Gaetano Borriello – Personalizing Public Health

Gaetano Borriello is the Noe Professor of Computer Science & Engineering at the University of Washington, as well as an adjunct faculty in the Information School and the Department of Human-Centered Design and Engineering. Much of his research focuses on technology’s applications to public health. His current project, the Open Data Kit, works to develop a suite of open-source mobile tools for community health workers in East Africa.
Gaetano works with a team of grad students at UW to tackle health issues in South Africa. His story highlights one of those students, Brian, a young man who spent time in Southern Tanzania in the town of Mtwara. It’s a poor place, surrounded by a rural, agricultural environment. If you get sick, you are going to have issues finding the appropriate health care: there are 0.02 doctors per 1,000 people, the lowest of any country. That’s 50,000 people for every doctor. It would be like Seattle having 20 doctors– there are more than that in just one office at UW med.
More often, you look for a clinician with some medical training rather than an actual doctor. The Wold Health Organization is trying to help; they publish manuals for taking care of sick children to help manage childhood illness. It also includes advice for the mother: what to tell her to ensure maximum safety for the child?
Essentially, the clinicians are doing triage for treatable health conditions in order to maximize seriously ill children’s time with doctor. However, in reality, the child is crying, the mother is concerned, the clinician has minimal training and is armed with just a paper manual– which doesn’t inspire confidence in the mother. There’s a lot of pressure to put the manual away and wing-it, often resulting in incorrect advice. Worse yet, you may misdiagnose a seriously ill case. Plus, there are incomplete records of the visit because most likely, the symptoms are not recorded.
Imagine a different situation: we introduce technology: a cell phone-like service. The manual goes into the device, providing a compact solution. The answers pop up, and record the incident, making it helpful for future reference. The clinician is less likely to misdiagnose the patient, and the phone records serve as documentation of the visit: the data collection is done. The accuracy of the diagnoses rises from 60% to 85%, and the time spent per visit is reduced by a minute.
The clinician can review cases with each other, and learn more through collaboration, leading to an increased understanding of the situation. But how does that information transfer to the next physician the next time that child comes in for a visit?
Gaetano’s team is working on turning the mobile phone into a medical device in its own right; an iPhone app that records heart and lung activity. The camera can turn into a scope, taking pictures of the inside of ears to detect infection. It becomes an entire doctor’s bag instead of just a manual.
The idea is to magnify human resources through the introduction of technology in order to leap frog limitations.
..........
### What the exercise asks
Print the part of the talk summary on Gaetano Borriello and public health starting at "Gaetano’s team is" and ending at "leap frog limitations.", keeping every word exactly as it appears. Nothing in the material that follows is needed here.

### Provided material
..........
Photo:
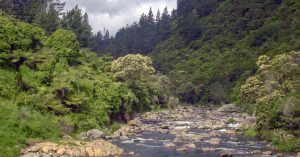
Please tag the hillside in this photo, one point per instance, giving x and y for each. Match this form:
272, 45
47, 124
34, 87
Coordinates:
203, 54
50, 87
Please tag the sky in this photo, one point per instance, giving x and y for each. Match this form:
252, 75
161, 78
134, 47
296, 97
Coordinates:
114, 14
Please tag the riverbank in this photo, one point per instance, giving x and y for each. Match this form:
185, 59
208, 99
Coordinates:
184, 131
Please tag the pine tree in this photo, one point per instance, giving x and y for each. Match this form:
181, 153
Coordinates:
49, 20
86, 32
158, 17
79, 24
165, 26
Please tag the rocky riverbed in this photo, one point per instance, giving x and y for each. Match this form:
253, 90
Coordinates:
181, 132
191, 132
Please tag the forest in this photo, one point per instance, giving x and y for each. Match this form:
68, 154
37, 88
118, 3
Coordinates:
58, 78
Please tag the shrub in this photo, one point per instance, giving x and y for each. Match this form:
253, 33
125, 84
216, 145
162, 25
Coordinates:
65, 44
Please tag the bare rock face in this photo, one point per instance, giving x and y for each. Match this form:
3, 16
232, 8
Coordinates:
132, 128
187, 147
226, 153
91, 135
267, 153
215, 141
98, 148
229, 108
208, 149
169, 145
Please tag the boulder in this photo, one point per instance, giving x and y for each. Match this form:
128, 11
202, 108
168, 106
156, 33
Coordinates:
135, 122
187, 147
99, 148
215, 141
267, 153
226, 153
208, 149
169, 145
229, 108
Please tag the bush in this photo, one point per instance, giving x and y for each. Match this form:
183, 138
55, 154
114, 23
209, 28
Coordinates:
65, 44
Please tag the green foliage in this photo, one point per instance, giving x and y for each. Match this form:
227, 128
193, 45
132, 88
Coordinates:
273, 91
283, 140
136, 70
132, 67
16, 35
19, 124
65, 44
250, 132
44, 94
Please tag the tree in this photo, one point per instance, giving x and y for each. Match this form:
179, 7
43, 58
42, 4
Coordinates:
79, 24
86, 32
273, 91
65, 45
132, 67
49, 20
158, 17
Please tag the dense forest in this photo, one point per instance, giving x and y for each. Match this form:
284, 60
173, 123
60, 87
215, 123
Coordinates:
58, 78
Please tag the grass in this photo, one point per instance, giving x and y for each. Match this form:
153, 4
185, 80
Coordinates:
250, 132
20, 125
283, 140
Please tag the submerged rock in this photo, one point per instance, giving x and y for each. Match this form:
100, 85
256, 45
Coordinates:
226, 153
228, 108
267, 153
214, 141
187, 147
169, 145
91, 135
208, 149
99, 148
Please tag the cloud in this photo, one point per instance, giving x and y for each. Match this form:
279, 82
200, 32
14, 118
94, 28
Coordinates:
114, 14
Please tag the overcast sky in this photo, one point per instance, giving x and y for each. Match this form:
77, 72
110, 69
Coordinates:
114, 14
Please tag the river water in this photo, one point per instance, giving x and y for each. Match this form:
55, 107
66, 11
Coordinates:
151, 144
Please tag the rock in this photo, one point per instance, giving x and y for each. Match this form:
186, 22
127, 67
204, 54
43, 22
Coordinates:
61, 151
99, 148
280, 155
31, 155
226, 153
228, 108
82, 136
169, 145
135, 122
165, 127
257, 152
89, 151
215, 141
67, 137
95, 134
267, 153
131, 153
187, 147
123, 138
208, 149
190, 146
181, 149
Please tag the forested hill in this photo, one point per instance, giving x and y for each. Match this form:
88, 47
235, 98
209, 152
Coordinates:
213, 45
204, 53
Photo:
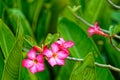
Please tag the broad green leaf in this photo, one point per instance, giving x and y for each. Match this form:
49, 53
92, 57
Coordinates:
31, 9
51, 38
1, 64
83, 45
29, 41
7, 39
13, 15
85, 70
13, 63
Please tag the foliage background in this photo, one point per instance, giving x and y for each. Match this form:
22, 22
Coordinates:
25, 22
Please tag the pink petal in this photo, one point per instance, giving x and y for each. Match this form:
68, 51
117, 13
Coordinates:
40, 58
96, 27
91, 31
32, 54
60, 41
62, 55
40, 67
47, 52
68, 44
54, 47
60, 61
33, 69
52, 62
27, 63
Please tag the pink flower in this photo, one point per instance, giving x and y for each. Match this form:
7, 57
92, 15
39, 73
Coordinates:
64, 45
34, 62
54, 55
96, 30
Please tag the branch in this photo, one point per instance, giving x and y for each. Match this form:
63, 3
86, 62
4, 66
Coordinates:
114, 5
97, 64
112, 43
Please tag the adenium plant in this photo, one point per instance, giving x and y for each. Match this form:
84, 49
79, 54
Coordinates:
55, 55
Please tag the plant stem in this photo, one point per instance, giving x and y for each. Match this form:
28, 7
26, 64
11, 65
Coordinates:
96, 63
111, 41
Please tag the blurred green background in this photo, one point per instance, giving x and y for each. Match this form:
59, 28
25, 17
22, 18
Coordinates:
25, 22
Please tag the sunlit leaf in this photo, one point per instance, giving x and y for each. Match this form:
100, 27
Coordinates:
13, 63
85, 70
83, 45
7, 39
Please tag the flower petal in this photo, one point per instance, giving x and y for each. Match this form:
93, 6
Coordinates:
91, 31
62, 55
33, 69
27, 63
47, 52
32, 54
52, 62
40, 58
54, 47
60, 62
40, 66
60, 41
68, 44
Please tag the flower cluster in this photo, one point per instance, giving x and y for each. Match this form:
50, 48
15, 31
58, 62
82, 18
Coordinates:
96, 30
56, 55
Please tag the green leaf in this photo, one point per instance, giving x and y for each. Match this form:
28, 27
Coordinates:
1, 64
111, 29
83, 45
7, 39
51, 38
29, 41
13, 15
85, 70
13, 63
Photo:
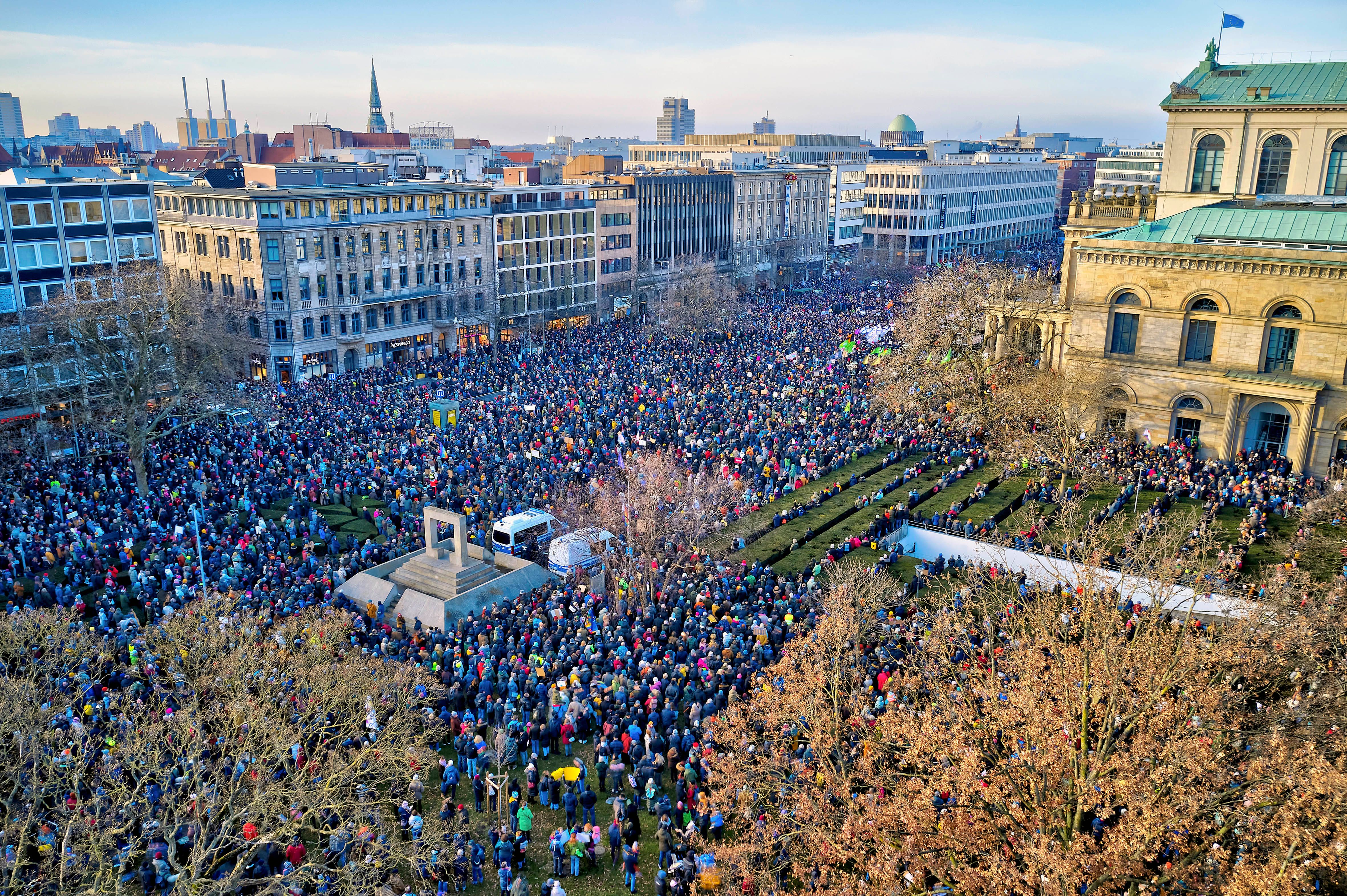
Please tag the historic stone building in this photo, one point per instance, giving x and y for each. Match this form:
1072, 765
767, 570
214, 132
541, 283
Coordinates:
1228, 320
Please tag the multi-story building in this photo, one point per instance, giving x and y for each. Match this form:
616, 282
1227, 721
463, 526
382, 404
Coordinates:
780, 223
1218, 316
11, 118
546, 258
675, 120
1076, 173
847, 209
1237, 133
1131, 166
709, 150
683, 215
341, 267
926, 212
61, 228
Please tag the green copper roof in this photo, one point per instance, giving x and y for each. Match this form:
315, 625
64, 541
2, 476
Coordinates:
1290, 83
1242, 222
902, 123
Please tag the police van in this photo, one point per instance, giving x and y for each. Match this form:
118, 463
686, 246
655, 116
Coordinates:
583, 549
515, 534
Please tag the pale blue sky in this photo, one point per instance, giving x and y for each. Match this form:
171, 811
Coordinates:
518, 72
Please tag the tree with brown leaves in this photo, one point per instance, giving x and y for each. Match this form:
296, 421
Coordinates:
1039, 740
213, 750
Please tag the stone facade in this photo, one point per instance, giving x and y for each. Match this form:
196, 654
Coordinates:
1238, 290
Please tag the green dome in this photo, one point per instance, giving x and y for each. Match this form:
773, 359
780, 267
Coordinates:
902, 123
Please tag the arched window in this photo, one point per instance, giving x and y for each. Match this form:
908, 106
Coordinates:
1337, 181
1206, 165
1273, 165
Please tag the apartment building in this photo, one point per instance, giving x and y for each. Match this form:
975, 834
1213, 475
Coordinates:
546, 258
780, 223
339, 267
926, 212
60, 230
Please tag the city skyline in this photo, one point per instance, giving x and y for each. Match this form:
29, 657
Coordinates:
948, 76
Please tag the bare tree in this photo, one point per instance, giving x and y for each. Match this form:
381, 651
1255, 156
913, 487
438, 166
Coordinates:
662, 512
693, 298
137, 355
965, 335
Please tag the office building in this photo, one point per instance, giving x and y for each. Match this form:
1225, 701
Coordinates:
61, 231
340, 267
145, 138
902, 133
925, 212
546, 259
1214, 309
675, 120
780, 224
1131, 166
727, 151
1076, 173
11, 118
847, 209
683, 215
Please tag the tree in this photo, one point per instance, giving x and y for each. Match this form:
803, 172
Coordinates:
137, 355
966, 335
693, 298
217, 744
662, 512
1038, 742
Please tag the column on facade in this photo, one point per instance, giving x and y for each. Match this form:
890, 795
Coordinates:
1299, 457
1229, 444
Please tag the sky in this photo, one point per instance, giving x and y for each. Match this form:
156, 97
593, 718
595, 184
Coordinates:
519, 72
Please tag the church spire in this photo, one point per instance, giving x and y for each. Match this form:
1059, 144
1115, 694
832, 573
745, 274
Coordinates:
376, 123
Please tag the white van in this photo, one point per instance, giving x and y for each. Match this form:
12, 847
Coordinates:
580, 549
512, 534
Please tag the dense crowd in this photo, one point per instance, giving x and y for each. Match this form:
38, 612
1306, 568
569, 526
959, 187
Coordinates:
772, 404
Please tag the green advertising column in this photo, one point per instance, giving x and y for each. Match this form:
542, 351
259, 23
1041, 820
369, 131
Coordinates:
444, 414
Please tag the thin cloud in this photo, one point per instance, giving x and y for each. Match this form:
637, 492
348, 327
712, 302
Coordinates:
508, 92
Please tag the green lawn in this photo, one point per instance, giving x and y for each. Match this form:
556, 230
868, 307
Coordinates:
762, 518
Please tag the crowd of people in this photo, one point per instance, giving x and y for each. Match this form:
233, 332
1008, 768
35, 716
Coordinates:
772, 404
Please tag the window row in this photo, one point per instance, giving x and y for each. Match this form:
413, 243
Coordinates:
1201, 333
1273, 166
29, 257
42, 213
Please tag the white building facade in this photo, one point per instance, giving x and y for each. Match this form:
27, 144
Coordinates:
931, 212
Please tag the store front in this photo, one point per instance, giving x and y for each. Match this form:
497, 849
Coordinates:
320, 363
472, 336
398, 351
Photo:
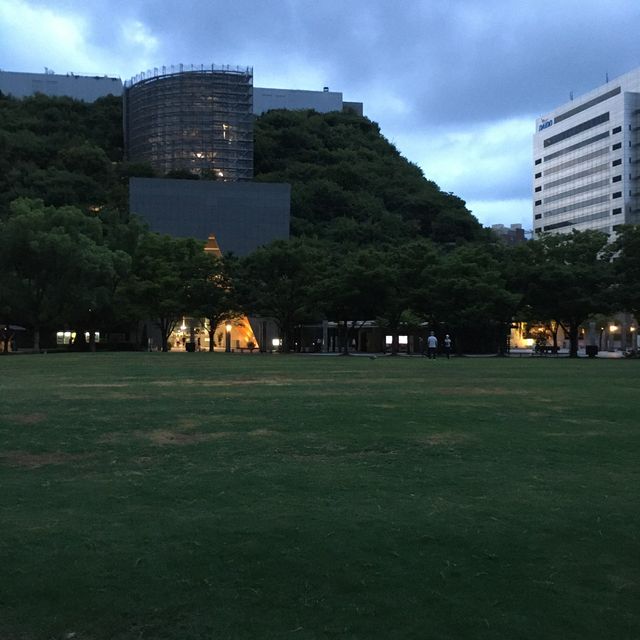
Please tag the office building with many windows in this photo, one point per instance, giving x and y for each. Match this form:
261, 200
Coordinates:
586, 171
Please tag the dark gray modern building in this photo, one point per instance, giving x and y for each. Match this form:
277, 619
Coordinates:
197, 119
242, 215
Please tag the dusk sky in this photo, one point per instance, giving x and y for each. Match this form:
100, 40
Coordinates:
455, 85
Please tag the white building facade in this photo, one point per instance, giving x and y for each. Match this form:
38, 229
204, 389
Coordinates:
586, 171
87, 88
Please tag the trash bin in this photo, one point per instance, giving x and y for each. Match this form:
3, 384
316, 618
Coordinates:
591, 350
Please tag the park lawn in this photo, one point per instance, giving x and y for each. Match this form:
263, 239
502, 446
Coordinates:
184, 496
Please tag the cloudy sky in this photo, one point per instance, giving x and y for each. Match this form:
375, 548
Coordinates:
456, 85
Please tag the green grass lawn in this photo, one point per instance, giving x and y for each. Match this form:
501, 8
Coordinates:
189, 496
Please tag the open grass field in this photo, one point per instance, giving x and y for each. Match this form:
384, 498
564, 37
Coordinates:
193, 496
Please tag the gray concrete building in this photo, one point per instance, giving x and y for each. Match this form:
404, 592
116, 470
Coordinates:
86, 88
242, 215
265, 99
586, 171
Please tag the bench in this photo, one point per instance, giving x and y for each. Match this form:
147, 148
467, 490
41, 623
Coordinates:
544, 350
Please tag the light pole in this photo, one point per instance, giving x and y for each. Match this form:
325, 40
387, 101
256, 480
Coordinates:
227, 344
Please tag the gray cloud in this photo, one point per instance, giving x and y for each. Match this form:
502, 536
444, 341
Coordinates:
441, 77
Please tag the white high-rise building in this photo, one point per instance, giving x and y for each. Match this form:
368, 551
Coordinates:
587, 161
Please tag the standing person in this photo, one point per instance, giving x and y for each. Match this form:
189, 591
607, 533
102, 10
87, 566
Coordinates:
447, 345
432, 345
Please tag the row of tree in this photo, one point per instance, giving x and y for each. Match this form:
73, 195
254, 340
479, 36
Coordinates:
60, 266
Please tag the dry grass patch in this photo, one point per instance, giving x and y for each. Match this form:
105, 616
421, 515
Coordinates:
445, 439
166, 437
27, 418
478, 391
35, 460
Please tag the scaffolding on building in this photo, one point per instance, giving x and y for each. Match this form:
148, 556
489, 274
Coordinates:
198, 120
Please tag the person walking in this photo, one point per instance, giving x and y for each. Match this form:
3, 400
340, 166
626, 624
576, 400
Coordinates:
432, 346
447, 345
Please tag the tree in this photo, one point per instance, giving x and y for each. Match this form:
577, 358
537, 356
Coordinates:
212, 294
626, 267
568, 278
404, 266
468, 290
164, 269
50, 256
352, 288
274, 281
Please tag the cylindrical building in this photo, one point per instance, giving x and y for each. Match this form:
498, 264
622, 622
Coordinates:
198, 120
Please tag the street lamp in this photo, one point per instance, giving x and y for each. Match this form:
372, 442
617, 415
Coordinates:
227, 343
612, 336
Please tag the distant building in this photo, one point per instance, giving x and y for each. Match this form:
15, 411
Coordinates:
196, 120
586, 169
86, 88
513, 234
89, 88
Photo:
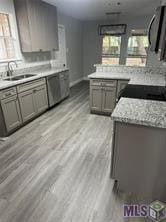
..........
### Reply to the task
Gaetano’s team is working on turning the mobile phone into a medical device in its own right; an iPhone app that records heart and lung activity. The camera can turn into a scope, taking pictures of the inside of ears to detect infection. It becomes an entire doctor’s bag instead of just a manual.
The idea is to magnify human resources through the introduction of technology in order to leap frog limitations.